─── The input ───

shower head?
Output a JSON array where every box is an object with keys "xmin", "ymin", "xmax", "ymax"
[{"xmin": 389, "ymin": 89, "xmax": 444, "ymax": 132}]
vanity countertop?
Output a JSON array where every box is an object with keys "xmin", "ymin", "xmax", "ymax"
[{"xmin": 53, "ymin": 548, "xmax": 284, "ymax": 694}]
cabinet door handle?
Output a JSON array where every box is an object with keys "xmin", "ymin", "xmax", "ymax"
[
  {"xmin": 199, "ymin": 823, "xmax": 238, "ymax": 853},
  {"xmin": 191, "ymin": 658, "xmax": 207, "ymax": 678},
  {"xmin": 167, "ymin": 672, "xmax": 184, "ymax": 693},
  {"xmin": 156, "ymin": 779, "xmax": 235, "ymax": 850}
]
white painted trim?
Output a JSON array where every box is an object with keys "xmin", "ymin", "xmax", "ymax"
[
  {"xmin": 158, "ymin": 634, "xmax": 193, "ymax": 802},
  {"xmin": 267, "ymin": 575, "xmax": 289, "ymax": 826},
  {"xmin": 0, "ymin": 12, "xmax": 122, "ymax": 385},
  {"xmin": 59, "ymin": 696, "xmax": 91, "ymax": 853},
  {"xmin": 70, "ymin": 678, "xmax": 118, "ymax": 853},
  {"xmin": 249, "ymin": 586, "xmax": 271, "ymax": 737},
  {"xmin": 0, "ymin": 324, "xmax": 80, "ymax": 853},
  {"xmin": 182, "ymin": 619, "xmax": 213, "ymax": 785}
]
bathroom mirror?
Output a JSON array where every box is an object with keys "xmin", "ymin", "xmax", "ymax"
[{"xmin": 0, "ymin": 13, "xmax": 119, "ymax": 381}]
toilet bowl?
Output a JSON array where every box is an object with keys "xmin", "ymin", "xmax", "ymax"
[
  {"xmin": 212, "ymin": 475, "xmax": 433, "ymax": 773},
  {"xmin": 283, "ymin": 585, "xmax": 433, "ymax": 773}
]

───

• Exercise task
Reproduce every one of the records above word for word, keeping each line in its original order.

• Response
shower head?
Output a JSON array where every box is an object with keys "xmin", "ymin", "xmax", "ymax"
[{"xmin": 389, "ymin": 89, "xmax": 444, "ymax": 132}]
vanity countertop?
Output a JSON array where every box is an object with keys "xmin", "ymin", "xmax", "ymax"
[{"xmin": 53, "ymin": 548, "xmax": 284, "ymax": 694}]
cabinet door handle?
Output a JSON array where every box is an object with keys "xmin", "ymin", "xmax", "ymax"
[
  {"xmin": 199, "ymin": 823, "xmax": 238, "ymax": 853},
  {"xmin": 191, "ymin": 658, "xmax": 207, "ymax": 678},
  {"xmin": 167, "ymin": 672, "xmax": 184, "ymax": 693},
  {"xmin": 156, "ymin": 779, "xmax": 235, "ymax": 850}
]
white painted trim?
Output a JSON array where every box is an object with keys "xmin", "ymin", "xmax", "ymax"
[
  {"xmin": 158, "ymin": 634, "xmax": 193, "ymax": 802},
  {"xmin": 267, "ymin": 575, "xmax": 289, "ymax": 826},
  {"xmin": 0, "ymin": 12, "xmax": 122, "ymax": 385},
  {"xmin": 59, "ymin": 696, "xmax": 91, "ymax": 853},
  {"xmin": 70, "ymin": 678, "xmax": 118, "ymax": 853},
  {"xmin": 249, "ymin": 586, "xmax": 271, "ymax": 737},
  {"xmin": 0, "ymin": 324, "xmax": 80, "ymax": 853},
  {"xmin": 182, "ymin": 619, "xmax": 213, "ymax": 785}
]
bathroom mirror?
Output a JSON array where every box is an object with keys "xmin", "ymin", "xmax", "ymax"
[{"xmin": 0, "ymin": 13, "xmax": 119, "ymax": 381}]
toilet bowl?
Output a JSON array where every box is an object with keys "xmin", "ymin", "xmax", "ymax"
[
  {"xmin": 212, "ymin": 475, "xmax": 433, "ymax": 773},
  {"xmin": 283, "ymin": 585, "xmax": 433, "ymax": 773}
]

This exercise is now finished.